-- EXTRACTED TEXT start --
Also published on The Huffington Post
Homelessness is first and foremost a social service issue. In other words, homelessness can be and will be resolved through the work of compassionate individuals and social service agencies, be they nonprofit organizations or government agencies. Nevertheless, the myth exists that homelessness is primarily a police issue.
If homelessness is truly a social service issue, why is police activity often seen as the ultimate solution to ending homelessness?
First, some housed people fear homeless people. The concept of “NIMBYism,” not in my backyard, is the totality of the negative thoughts and fears of some housed people who think that their safety depends upon homeless people, as well as social service programs serving homeless people, not existing in their neighborhoods, their “backyards.” These housed people often look to their municipal policymakers, legislative bodies and the police to “solve” homelessness by preventing or removing homeless people and homelessness programs from existing in their neighborhoods.
Second, often in response to the real or perceived feelings of housed people, some municipal policymakers and legislative bodies have focused on homelessness as an issue to be removed from within their borders, rather than as a city issue to be solved. These municipal lawmakers may pass ordinances that appear to remove the problem of homelessness within their city as a political tool for garnishing votes in the next election from their fearful constituents.
City ordinances do not cost money to draft and pass because the municipal legislative bodies are already in place and being paid to pass ordinances. So passing ordinances relating to homelessness per se, costs no additional funding.
Third, when a city focuses on passing municipal ordinances for removing homelessness from within the city, its police department becomes charged with enforcing these ordinances. Police departments already exist and, hence, no additional funds are needed to create an enforcement body.
There is no doubt that there are many fine members of police forces across the United States who diligently enforce the laws and simultaneously compassionately help homeless people. In addition, in a number of municipalities, there are police teams specifically dedicated to addressing homelessness. Sometimes these police teams have a working relationship with social service agencies and may refer homeless people to them for needed services. However, while the police can help homeless residents, the police cannot be expected solve all of the issues of homelessness.
What can we as individuals do to help end homelessness? We can do a lot:
• We can volunteer for and support local social service agencies who are helping to end homelessness.
• There still may be time this January to volunteer and support the HUD-required Point In Time Count (PITC) of homeless people which has been mandated nationwide bi-annually at the end of January since 2005. HUD uses the statistics gathered as a basis for distributing millions of dollars of federal funds to social service agencies.
• We can be kind and compassionate to everyone regardless of economic standing.
I asked several social service providers to share their views on this myth. I am grateful to them for their comments that follow.
“There are a lot of times when the police get the rap… My experience is that the police are much more of a friend to us [Alpha Project] and homeless people. But, the police are complaint-driven…
“All the best officers are sympathetic to homeless peoples’ situations. Anytime the HOT Team [San Diego Police Homeless Outreach Team] brings in a homeless person, we put them in the shelter… The HOT Team is our biggest advocate. There is no place to take anyone without the Winter Shelter being open.”
-- EXTRACTED TEXT end --
PROBLEMS TO WORK ON:
(a) Translate this sentence from the article on homelessness and policing into Spanish: "Homelessness is first and foremost a social service issue."
(b) Write the next part of the article on homelessness and policing, picking up after its final sentence.
-- DATA SEGMENT start --
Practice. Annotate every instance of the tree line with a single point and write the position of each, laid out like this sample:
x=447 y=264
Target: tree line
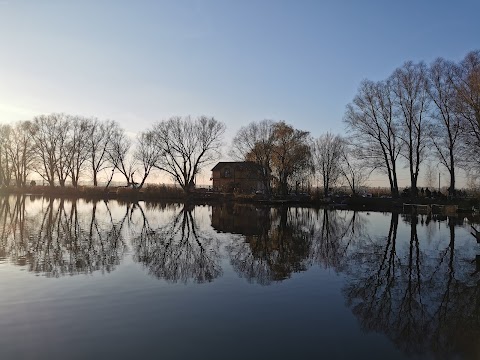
-- DATA SEGMENT end --
RESPONSES IN ORDER:
(a) La falta de vivienda es, ante todo, un problema de servicios sociales.

(b)
— Bob McElroy, President, Alpha Project. The San Diego Winter Shelter Program is run by Alpha Project.
“Social services — whether publicly or privately funded — are all dedicated to improving social conditions- – that’s why they’re called social services. It’s part of the community that has solving social problems as its core mission, its bottom line. Social service agencies are core in providing the relationships people need to be successful.
“Yes, to solve homelessness, let’s make everyone count. Let’s support the experts – the social service agencies – in the powerful work of building relationships with each person who is without a home.”
– Patricia Leslie, M.S.W., Director, Social Work, Point Loma Nazarene University
“The police can be invaluable partners in our shared effort to alleviate homelessness. However, they cannot be expected to arrest or simply relocate people who are homeless. Many jurisdictions restrict the reach of the law enforcement when it comes to where people sleep or reside during the day…
“However, what is clear is that Homelessness is not a Police Issue, it is a ‘Community Issue’. As a community, we can solve homelessness. The solution begins with empathy, compassion, and understanding. This is often difficult, but necessary in order to create the groundswell of action needed to create solutions. From this, we need to commit to affordable housing, employment options, health care, and ongoing supports in order to enable people to achieve their potential. Whose issue is it? Ours.
– Peter Callstrom, Executive Director of the San Diego Regional Task Force
“I, of course, sincerely believe that homelessness and problems that accompany it must be addressed by society at large and the social service agencies that have the knowledge and skills to help the homeless population. Government (cities and counties) and the service providers should be working together to help homeless individuals and families acquire housing, health care, both physical and mental health, education and the employment skills they need to become contributing members of our society.
“The police do have an important piece in this process, but it should be ‘compassionate policing’ such as the Homeless Outreach Teams that are trained to work with the chronic homeless population…
“All of us must take some responsibility to help solve [the homelessness] problem. So many talented and caring people are trying hard to end homelessness. We all need to do our part.”
– Hannah Cohen, Policy Consultant on Issues of Housing and Homelessness, President of the Cohen Group
“It’s such a myth to me, that when I heard that, I almost brushed it off my shoulder…because the political involvement [in homelessness] does not make the issue go away, it only moves it around. You can sweep [homelessness] under the rug, then you shake the rug and people on the other side of the street get upset.
“Whatever we do to get rid of ‘the problem’ [homelessness], we affect all those communities around us. It does not go away; it only grows.”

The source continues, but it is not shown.